GOAL A: Print the whole forum thread on freeride carving gear below, word for word.

SELECTED EXCERPT:
# Freeride Equipment 2011 for good carving



## agoston.berko (Feb 8, 2011)

I want to carve with softboots. Not extreme carving, only what is possible with softboots.

I want a FASTEC bindings on my board because it's comfy for me. Maybe: SP Mountain LTD (FLEX9)
I need some stiff boots. Maybe Burton Driver X (FLEX9)

I need board recommandations but if you say that 
SP Mountain LTD Fastec bindings and Burton Driver X 
is not the best suited for my goal, than I will modify them too.

So boards:
-Salomon Burner 2011 166cm (maybe too straight line carves, too high speed)
-F2 Eliminator 166cm (maybe not the best for carving and too aggresive)
-F2 Eliminator Carbon 166cm (maybe to much for 550Euro and too aggresive)
-Palmer Platinum (hard to get)
-Palmer Crown 
-Neversummer Raptor (maybe the best choice, maybe too fast)
-Arbor A-Frame (maybe durability not so good)
-NiDecker ... (maybe best choice)
-Jones Flagship
-Rossignol Experience

no pipe
no big jumps
little powder

90% CARVE on PISTEEEE

82kg
185cm

NO CUTTED RACEBOARDS PLEASE !
AND NO HARDBOOTS !

Thanks


----------



## KIRKRIDER (Mar 18, 2008)

I am immensely enjoying my A-Frame...K2cinch CTX and Burton Driver X setup. The A-Frame is REALLY fast on piste, stable and mono-rail like carves, especially with the driver-x flex inserts (they stiffen the boots 3X) and a lot of fun in powder too.
they CTXs are so fast to strap in...
AS for durability...I don't se any particular issue.
I ride mostly on powder, and carve when it's not a pow day...A-Frame is perfect for that. Very aggressive and responsive board.


----------



## TLN (Sep 7, 2010)

First really interesting thread IMO =))

1st: Board.
Eliminator is ok. Pricey but carves well. I think it aint too agressive. 
NS Raptor is a good choice too.
Imho this depend on where do you live. If In Europe get Elim(they're made in Eurore, afaik), if in US get Raptor.

RECORDS FOR PROCESSING:
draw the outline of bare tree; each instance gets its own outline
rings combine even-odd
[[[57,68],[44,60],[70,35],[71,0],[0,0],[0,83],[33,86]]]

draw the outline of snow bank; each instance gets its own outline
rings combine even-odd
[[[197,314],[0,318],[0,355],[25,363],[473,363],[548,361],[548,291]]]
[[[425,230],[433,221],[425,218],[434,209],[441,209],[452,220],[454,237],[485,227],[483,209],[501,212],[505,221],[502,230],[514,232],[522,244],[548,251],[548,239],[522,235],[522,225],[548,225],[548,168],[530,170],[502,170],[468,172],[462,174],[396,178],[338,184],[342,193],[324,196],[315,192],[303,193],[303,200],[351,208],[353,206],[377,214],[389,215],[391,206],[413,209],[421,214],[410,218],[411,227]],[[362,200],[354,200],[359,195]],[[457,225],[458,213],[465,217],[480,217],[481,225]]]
---
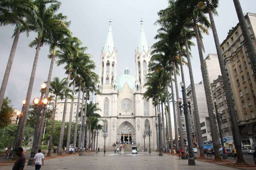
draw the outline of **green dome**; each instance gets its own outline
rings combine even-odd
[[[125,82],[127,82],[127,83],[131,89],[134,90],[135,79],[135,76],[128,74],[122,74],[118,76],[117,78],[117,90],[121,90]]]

GOAL B: Update the listing lines, starting with the line with "draw the outline of bare" and going on through the line with "[[[57,68],[44,60],[70,35],[71,0],[0,0],[0,83],[33,86]]]", by changing "bare tree" to "leafless tree" and leaving everything else as it is. Give back only those lines.

FULL SOLUTION A:
# Freeride Equipment 2011 for good carving



## agoston.berko (Feb 8, 2011)

I want to carve with softboots. Not extreme carving, only what is possible with softboots.

I want a FASTEC bindings on my board because it's comfy for me. Maybe: SP Mountain LTD (FLEX9)
I need some stiff boots. Maybe Burton Driver X (FLEX9)

I need board recommandations but if you say that 
SP Mountain LTD Fastec bindings and Burton Driver X 
is not the best suited for my goal, than I will modify them too.

So boards:
-Salomon Burner 2011 166cm (maybe too straight line carves, too high speed)
-F2 Eliminator 166cm (maybe not the best for carving and too aggresive)
-F2 Eliminator Carbon 166cm (maybe to much for 550Euro and too aggresive)
-Palmer Platinum (hard to get)
-Palmer Crown 
-Neversummer Raptor (maybe the best choice, maybe too fast)
-Arbor A-Frame (maybe durability not so good)
-NiDecker ... (maybe best choice)
-Jones Flagship
-Rossignol Experience

no pipe
no big jumps
little powder

90% CARVE on PISTEEEE

82kg
185cm

NO CUTTED RACEBOARDS PLEASE !
AND NO HARDBOOTS !

Thanks


----------



## KIRKRIDER (Mar 18, 2008)

I am immensely enjoying my A-Frame...K2cinch CTX and Burton Driver X setup. The A-Frame is REALLY fast on piste, stable and mono-rail like carves, especially with the driver-x flex inserts (they stiffen the boots 3X) and a lot of fun in powder too.
they CTXs are so fast to strap in...
AS for durability...I don't se any particular issue.
I ride mostly on powder, and carve when it's not a pow day...A-Frame is perfect for that. Very aggressive and responsive board.


----------



## TLN (Sep 7, 2010)

First really interesting thread IMO =))

1st: Board.
Eliminator is ok. Pricey but carves well. I think it aint too agressive. 
NS Raptor is a good choice too.
Imho this depend on where do you live. If In Europe get Elim(they're made in Eurore, afaik), if in US get Raptor.

FULL SOLUTION B:
draw the outline of leafless tree; each instance gets its own outline
rings combine even-odd
[[[57,68],[44,60],[70,35],[71,0],[0,0],[0,83],[33,86]]]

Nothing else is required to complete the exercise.